Among the lines of the records below, copy those that hold the word "slab".
*** Begin section ***
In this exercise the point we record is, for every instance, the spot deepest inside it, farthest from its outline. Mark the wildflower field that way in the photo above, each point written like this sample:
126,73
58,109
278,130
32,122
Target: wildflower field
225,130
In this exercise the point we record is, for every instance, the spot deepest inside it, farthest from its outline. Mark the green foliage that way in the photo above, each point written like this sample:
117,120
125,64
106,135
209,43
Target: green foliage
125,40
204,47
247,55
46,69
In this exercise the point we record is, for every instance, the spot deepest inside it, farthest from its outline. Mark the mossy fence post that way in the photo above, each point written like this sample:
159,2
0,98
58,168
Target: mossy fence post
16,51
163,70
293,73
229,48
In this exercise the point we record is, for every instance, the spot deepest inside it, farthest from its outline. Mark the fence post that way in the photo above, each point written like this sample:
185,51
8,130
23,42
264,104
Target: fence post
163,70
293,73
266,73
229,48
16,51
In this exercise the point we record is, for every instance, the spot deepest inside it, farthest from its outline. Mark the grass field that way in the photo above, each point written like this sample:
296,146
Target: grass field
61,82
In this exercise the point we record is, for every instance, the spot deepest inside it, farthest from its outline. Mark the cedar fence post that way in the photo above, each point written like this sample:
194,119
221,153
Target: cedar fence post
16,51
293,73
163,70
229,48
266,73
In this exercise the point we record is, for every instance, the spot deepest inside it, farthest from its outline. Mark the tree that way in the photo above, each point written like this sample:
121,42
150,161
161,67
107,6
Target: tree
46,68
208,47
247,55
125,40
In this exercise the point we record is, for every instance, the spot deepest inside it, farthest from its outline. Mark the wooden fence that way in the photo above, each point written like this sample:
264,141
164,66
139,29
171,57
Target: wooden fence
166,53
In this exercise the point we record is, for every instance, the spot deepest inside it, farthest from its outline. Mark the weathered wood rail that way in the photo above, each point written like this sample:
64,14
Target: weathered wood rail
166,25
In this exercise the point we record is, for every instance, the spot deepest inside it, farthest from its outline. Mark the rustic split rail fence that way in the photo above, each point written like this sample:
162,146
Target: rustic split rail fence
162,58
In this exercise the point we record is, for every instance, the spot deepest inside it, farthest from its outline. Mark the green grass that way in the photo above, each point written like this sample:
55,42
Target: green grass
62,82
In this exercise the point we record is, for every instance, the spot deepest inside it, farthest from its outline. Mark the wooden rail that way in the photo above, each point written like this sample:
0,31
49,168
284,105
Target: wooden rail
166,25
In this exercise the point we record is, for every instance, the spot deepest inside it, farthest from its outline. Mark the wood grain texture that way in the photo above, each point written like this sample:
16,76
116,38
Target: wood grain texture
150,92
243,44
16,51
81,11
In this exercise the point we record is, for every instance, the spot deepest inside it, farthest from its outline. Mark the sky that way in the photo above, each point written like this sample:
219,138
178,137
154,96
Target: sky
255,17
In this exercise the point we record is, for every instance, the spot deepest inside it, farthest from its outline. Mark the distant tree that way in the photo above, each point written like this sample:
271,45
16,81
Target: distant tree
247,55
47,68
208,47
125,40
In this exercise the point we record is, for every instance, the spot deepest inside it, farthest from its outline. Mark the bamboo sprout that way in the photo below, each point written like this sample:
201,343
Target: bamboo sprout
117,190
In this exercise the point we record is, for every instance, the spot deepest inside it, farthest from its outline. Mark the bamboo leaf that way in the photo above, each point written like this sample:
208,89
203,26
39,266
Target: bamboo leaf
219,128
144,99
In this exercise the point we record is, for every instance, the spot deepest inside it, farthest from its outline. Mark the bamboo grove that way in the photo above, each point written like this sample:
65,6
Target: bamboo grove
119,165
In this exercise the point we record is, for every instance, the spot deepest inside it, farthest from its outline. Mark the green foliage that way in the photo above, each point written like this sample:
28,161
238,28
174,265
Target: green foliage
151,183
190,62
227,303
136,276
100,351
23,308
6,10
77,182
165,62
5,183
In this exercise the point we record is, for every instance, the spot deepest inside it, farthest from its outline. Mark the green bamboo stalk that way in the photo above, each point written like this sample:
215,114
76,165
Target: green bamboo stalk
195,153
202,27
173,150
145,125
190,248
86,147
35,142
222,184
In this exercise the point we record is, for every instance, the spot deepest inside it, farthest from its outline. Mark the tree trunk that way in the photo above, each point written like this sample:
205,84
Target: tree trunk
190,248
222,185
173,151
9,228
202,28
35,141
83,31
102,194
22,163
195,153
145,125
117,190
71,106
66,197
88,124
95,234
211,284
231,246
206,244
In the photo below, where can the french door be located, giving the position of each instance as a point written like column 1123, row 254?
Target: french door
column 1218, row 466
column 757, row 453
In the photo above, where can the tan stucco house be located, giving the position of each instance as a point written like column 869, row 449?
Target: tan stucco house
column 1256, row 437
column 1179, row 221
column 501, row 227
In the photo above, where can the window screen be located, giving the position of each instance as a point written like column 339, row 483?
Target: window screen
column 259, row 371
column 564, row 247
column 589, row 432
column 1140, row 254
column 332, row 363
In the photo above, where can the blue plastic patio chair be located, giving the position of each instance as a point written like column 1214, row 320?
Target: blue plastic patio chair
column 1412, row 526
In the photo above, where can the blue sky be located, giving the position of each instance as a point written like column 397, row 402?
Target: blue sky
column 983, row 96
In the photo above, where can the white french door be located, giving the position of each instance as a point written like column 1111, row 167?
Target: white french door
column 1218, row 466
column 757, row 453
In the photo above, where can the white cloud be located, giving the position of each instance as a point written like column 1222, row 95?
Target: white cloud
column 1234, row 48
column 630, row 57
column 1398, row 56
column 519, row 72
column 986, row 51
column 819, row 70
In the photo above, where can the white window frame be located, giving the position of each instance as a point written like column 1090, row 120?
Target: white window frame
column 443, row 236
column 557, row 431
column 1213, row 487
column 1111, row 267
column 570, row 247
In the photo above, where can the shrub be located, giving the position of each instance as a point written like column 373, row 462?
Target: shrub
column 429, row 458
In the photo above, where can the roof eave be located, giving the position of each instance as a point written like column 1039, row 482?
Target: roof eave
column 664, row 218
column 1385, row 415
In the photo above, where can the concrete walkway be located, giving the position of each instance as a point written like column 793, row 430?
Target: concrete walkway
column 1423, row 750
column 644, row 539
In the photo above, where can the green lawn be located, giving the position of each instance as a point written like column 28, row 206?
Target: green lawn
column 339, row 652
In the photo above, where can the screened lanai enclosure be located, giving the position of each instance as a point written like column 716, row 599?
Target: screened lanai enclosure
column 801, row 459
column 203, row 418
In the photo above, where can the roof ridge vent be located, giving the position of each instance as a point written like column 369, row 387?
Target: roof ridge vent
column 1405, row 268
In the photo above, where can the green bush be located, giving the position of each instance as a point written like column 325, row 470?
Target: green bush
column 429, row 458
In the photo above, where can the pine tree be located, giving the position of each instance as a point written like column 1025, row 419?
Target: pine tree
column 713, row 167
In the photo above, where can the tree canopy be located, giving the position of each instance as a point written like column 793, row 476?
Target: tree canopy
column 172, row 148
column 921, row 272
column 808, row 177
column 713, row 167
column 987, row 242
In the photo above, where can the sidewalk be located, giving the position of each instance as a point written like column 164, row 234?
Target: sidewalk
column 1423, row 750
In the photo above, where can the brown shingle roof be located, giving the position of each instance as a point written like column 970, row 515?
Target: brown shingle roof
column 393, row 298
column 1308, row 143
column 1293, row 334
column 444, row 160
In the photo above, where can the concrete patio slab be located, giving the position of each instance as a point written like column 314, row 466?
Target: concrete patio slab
*** End section ***
» REPLY
In the photo above, where can the concrete patio slab be located, giving the position of each instance as a point written like column 314, row 466?
Target: concrete patio slab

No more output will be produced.